[Start]

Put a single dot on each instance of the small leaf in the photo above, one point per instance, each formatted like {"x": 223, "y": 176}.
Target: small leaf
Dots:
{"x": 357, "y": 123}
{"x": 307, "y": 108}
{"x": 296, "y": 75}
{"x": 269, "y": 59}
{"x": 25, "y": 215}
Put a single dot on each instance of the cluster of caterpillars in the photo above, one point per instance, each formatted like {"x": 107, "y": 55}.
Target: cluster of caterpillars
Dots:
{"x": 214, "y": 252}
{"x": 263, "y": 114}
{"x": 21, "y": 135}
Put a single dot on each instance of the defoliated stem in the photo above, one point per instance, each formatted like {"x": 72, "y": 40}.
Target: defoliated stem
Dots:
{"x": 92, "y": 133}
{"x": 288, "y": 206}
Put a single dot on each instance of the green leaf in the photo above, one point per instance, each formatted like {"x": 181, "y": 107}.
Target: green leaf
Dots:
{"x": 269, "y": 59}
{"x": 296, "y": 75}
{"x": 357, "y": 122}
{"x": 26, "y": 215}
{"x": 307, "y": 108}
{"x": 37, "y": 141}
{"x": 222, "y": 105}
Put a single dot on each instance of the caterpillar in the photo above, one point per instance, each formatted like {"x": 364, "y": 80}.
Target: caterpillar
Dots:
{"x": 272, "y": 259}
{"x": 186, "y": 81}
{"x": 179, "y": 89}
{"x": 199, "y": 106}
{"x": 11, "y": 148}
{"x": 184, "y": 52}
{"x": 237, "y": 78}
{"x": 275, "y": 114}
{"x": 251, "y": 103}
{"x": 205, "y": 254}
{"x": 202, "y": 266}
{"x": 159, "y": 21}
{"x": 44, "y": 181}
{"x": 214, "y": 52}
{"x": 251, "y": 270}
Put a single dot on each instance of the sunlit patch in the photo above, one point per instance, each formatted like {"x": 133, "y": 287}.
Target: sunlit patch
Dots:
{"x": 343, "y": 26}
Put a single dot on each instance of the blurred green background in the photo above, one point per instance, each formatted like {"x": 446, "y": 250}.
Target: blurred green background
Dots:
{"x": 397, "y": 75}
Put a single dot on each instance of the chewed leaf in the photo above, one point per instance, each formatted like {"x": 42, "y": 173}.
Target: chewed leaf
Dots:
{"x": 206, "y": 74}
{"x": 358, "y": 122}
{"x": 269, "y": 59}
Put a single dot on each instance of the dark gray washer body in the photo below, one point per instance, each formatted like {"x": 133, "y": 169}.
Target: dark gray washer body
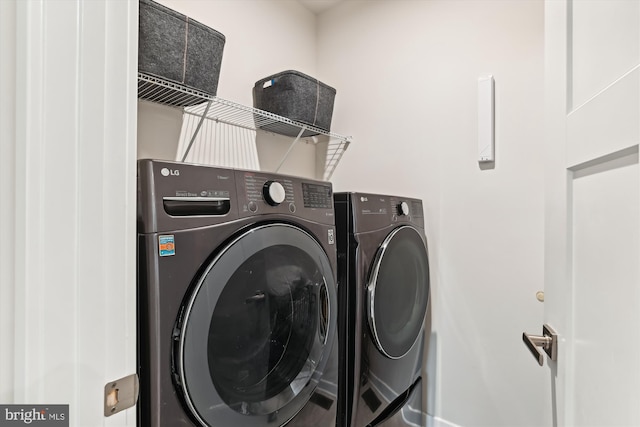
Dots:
{"x": 206, "y": 240}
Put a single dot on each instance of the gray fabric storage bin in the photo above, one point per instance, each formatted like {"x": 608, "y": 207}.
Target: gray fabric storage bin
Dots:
{"x": 174, "y": 47}
{"x": 298, "y": 97}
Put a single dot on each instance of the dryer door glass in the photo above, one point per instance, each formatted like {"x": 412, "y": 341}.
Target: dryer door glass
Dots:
{"x": 398, "y": 292}
{"x": 255, "y": 334}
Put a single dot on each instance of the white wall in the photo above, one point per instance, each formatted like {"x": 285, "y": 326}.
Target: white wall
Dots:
{"x": 262, "y": 38}
{"x": 7, "y": 194}
{"x": 406, "y": 77}
{"x": 67, "y": 263}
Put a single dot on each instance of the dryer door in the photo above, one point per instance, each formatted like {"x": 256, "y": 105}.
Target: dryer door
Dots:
{"x": 398, "y": 292}
{"x": 257, "y": 330}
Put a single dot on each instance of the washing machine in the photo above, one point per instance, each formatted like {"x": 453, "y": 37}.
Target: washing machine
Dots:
{"x": 237, "y": 298}
{"x": 383, "y": 271}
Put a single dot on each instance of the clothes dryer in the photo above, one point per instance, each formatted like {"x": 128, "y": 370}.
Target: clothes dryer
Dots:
{"x": 237, "y": 300}
{"x": 383, "y": 271}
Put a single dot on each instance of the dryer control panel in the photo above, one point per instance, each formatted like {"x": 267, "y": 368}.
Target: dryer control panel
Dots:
{"x": 375, "y": 211}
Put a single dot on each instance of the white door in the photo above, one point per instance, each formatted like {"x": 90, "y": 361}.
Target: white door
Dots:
{"x": 592, "y": 230}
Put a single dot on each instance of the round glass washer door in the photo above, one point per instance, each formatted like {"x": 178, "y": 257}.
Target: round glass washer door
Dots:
{"x": 258, "y": 329}
{"x": 398, "y": 292}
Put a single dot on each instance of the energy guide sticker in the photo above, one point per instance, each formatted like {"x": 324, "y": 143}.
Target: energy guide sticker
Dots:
{"x": 167, "y": 245}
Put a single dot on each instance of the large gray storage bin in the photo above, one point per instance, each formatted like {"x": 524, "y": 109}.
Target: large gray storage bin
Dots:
{"x": 174, "y": 47}
{"x": 298, "y": 97}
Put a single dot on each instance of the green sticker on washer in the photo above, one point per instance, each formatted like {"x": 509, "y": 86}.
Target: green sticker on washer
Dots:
{"x": 167, "y": 245}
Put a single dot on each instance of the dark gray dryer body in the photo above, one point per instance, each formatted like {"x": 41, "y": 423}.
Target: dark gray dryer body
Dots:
{"x": 383, "y": 271}
{"x": 237, "y": 298}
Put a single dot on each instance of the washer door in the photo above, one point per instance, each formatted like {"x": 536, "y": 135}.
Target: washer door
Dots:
{"x": 398, "y": 292}
{"x": 258, "y": 328}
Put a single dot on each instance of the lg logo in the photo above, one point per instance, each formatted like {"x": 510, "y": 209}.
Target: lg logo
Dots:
{"x": 167, "y": 172}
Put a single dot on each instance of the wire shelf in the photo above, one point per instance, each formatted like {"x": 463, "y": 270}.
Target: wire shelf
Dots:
{"x": 211, "y": 108}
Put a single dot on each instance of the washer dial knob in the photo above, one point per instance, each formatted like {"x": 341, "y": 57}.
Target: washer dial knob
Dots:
{"x": 273, "y": 193}
{"x": 403, "y": 209}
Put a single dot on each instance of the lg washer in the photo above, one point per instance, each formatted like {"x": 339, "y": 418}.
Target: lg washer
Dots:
{"x": 237, "y": 298}
{"x": 383, "y": 271}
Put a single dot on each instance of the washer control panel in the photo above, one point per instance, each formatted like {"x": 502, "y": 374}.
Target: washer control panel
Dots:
{"x": 266, "y": 193}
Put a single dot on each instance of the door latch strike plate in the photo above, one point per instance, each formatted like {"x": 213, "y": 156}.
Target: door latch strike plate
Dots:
{"x": 120, "y": 394}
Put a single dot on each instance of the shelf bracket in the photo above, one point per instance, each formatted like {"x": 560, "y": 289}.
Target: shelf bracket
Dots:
{"x": 195, "y": 133}
{"x": 295, "y": 141}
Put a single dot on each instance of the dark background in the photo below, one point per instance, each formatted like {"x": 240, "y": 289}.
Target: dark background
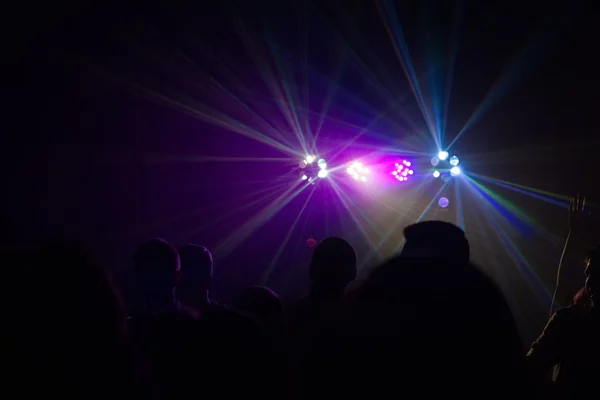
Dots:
{"x": 77, "y": 139}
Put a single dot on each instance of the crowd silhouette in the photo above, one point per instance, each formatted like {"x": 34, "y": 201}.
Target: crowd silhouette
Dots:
{"x": 426, "y": 323}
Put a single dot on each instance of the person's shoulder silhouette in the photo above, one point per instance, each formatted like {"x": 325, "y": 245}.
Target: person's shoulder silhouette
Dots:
{"x": 437, "y": 239}
{"x": 156, "y": 266}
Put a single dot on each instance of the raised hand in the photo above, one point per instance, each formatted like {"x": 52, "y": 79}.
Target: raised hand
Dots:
{"x": 581, "y": 222}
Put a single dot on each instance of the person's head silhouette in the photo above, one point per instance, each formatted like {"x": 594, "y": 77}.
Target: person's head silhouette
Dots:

[End]

- _STATED TASK_
Copy the material above in full and exactly, skipping pictures.

- _REPLY_
Put a single dot on each instance of the small leaf in the photo above, one point per instance, each formatted like {"x": 223, "y": 176}.
Target: small leaf
Dots:
{"x": 357, "y": 123}
{"x": 307, "y": 108}
{"x": 296, "y": 75}
{"x": 269, "y": 59}
{"x": 25, "y": 215}
Put a single dot on each instance of the cluster of caterpillars in the photo above, one point per instance, each formatted like {"x": 107, "y": 55}.
Target: cluster of caterpillars
Dots:
{"x": 214, "y": 252}
{"x": 263, "y": 114}
{"x": 21, "y": 135}
Put a single dot on each instance of the defoliated stem in the photo above, one point per instance, each formatted like {"x": 72, "y": 40}.
Target: defoliated stem
Dots:
{"x": 92, "y": 133}
{"x": 288, "y": 206}
Put a single dot on each instance of the green leaf in the photo above, one point per instance, each formatted like {"x": 181, "y": 107}.
Target: green leaf
Dots:
{"x": 269, "y": 59}
{"x": 296, "y": 75}
{"x": 357, "y": 122}
{"x": 26, "y": 215}
{"x": 307, "y": 108}
{"x": 37, "y": 141}
{"x": 222, "y": 105}
Put a single dot on each instance of the caterpillar in the photo above, one point per instance, each formatted like {"x": 364, "y": 80}.
Target: caterpillar
Dots:
{"x": 272, "y": 259}
{"x": 186, "y": 81}
{"x": 179, "y": 89}
{"x": 199, "y": 106}
{"x": 11, "y": 148}
{"x": 184, "y": 52}
{"x": 237, "y": 78}
{"x": 275, "y": 114}
{"x": 251, "y": 103}
{"x": 205, "y": 254}
{"x": 202, "y": 266}
{"x": 159, "y": 21}
{"x": 44, "y": 181}
{"x": 214, "y": 52}
{"x": 251, "y": 270}
Put a single dot on each instance of the sunlit patch in the photo above, one point per instance, each formatted like {"x": 133, "y": 287}.
Target: sunlit patch
Dots:
{"x": 343, "y": 26}
Put a single dot on each instance of the blurred green background in the photo above, one point per instance, each formatted like {"x": 446, "y": 250}.
Target: blurred green background
Dots:
{"x": 397, "y": 75}
Put a single dot on each instance of the chewed leaf in the photo above, one point per instance, each formatted like {"x": 42, "y": 173}.
Target: chewed leaf
Dots:
{"x": 206, "y": 74}
{"x": 358, "y": 122}
{"x": 269, "y": 59}
Put a single dot on each instance of the dark gray washer body in the photo below, one point per instance, each formatted like {"x": 133, "y": 169}.
Target: dark gray washer body
Dots:
{"x": 206, "y": 240}
Put a single dot on each instance of the gray fabric storage bin in the photo above, one point per instance, each formatted like {"x": 608, "y": 207}.
Target: gray fabric storage bin
Dots:
{"x": 174, "y": 47}
{"x": 298, "y": 97}
Put a single dot on each instance of the dryer door glass in the photo above, one point per instance, each formatted like {"x": 412, "y": 341}.
Target: dryer door glass
Dots:
{"x": 398, "y": 292}
{"x": 255, "y": 334}
Put a single dot on each instance of the white wall in the photo above, one point per instance, each formatted like {"x": 285, "y": 326}.
Target: white wall
Dots:
{"x": 262, "y": 38}
{"x": 7, "y": 194}
{"x": 406, "y": 77}
{"x": 67, "y": 263}
Put a single dot on each instance of the dryer door in the photo above, one point per instance, each formatted like {"x": 256, "y": 105}.
Target: dryer door
Dots:
{"x": 398, "y": 292}
{"x": 257, "y": 330}
Put a single dot on each instance of the washing machine in the photo above, one point per instance, each formatted like {"x": 453, "y": 37}.
Target: washing machine
Dots:
{"x": 237, "y": 298}
{"x": 383, "y": 271}
Put a single dot on each instance of the clothes dryer in the photo above, one point per instance, each formatted like {"x": 128, "y": 370}.
Target: clothes dryer
Dots:
{"x": 237, "y": 300}
{"x": 383, "y": 271}
Put a single dot on each instance of the dryer control panel in the photo above, one point per instance, each formatted like {"x": 267, "y": 368}.
Target: dryer control panel
Dots:
{"x": 375, "y": 211}
Put a single dot on each instance of the white door in the photo above, one point per instance, each formatted like {"x": 90, "y": 361}.
Target: white door
Dots:
{"x": 592, "y": 230}
Put a single dot on each instance of the round glass washer door in the photo above, one point per instance, each formatted like {"x": 178, "y": 257}.
Target: round glass washer door
Dots:
{"x": 258, "y": 329}
{"x": 398, "y": 292}
Put a single dot on each instance of the energy guide sticker in the photo above, one point per instance, each formatted like {"x": 324, "y": 143}.
Target: energy guide sticker
Dots:
{"x": 167, "y": 245}
Put a single dot on each instance of the large gray storage bin in the photo above, one point per instance, each formatted like {"x": 524, "y": 109}.
Target: large gray storage bin
Dots:
{"x": 174, "y": 47}
{"x": 298, "y": 97}
Put a single dot on each instance of the green sticker on washer in the photo above, one point per instance, each formatted like {"x": 509, "y": 86}.
Target: green sticker on washer
Dots:
{"x": 167, "y": 245}
Put a single dot on each instance of the dark gray dryer body in the photo above, one point per instance, each formatted like {"x": 41, "y": 423}.
Target: dark gray dryer body
Dots:
{"x": 383, "y": 271}
{"x": 237, "y": 298}
Put a single dot on each instance of the washer door in the photo above, one point per instance, each formatted like {"x": 536, "y": 135}.
Target: washer door
Dots:
{"x": 398, "y": 292}
{"x": 258, "y": 328}
Put a single dot on each instance of the lg logo in the photo above, one point per instance, each formatted like {"x": 510, "y": 209}.
Target: lg logo
Dots:
{"x": 167, "y": 172}
Put a single dot on each instance of the wire shelf in the photo above, one point per instance, each formatted like {"x": 463, "y": 270}.
Target: wire shelf
Dots:
{"x": 211, "y": 108}
Put a single dot on each instance of the washer dial knob in the photo above, one point per instance, each formatted like {"x": 341, "y": 57}.
Target: washer dial knob
Dots:
{"x": 273, "y": 193}
{"x": 403, "y": 209}
Put a single dot on each instance of the lg washer in the photo above, one point per instance, each formatted like {"x": 339, "y": 418}.
Target: lg washer
Dots:
{"x": 237, "y": 298}
{"x": 383, "y": 271}
Put a single dot on each instance of the washer control panel in the photo above, one point per instance, each formatted like {"x": 502, "y": 374}.
Target: washer control panel
Dots:
{"x": 266, "y": 193}
Put a single dot on each instance of the door latch strike plate in the photo above, one point per instance, each formatted like {"x": 213, "y": 156}.
Target: door latch strike plate
Dots:
{"x": 120, "y": 394}
Put a single dot on each instance of the shelf bracket in the photo above, one point per instance, each formatted like {"x": 560, "y": 289}.
Target: shelf bracket
Dots:
{"x": 195, "y": 133}
{"x": 295, "y": 141}
Put a single dot on each instance of the dark background in the photo below, one point per instance, each formatted like {"x": 240, "y": 289}.
Target: dark background
Dots:
{"x": 77, "y": 139}
Put a single dot on each instance of the crowd silhouette in the photo above, one point per instance, each formatted like {"x": 34, "y": 201}.
Target: crowd silhouette
Dots:
{"x": 426, "y": 323}
Put a single dot on each instance of the person's shoulder silhouette in the photo above, one point per instance, each formatted like {"x": 325, "y": 245}.
Target: person's shoulder silhouette
Dots:
{"x": 437, "y": 239}
{"x": 156, "y": 266}
Put a single dot on each instance of the raised hand in the photo above, one point per instance, each formatted like {"x": 52, "y": 79}.
Target: raised hand
Dots:
{"x": 581, "y": 222}
Put a single dot on each instance of the person's head silhouette in the photo above, one point per instance, each formatted like {"x": 594, "y": 77}.
Target: person's head silhouette
Dots:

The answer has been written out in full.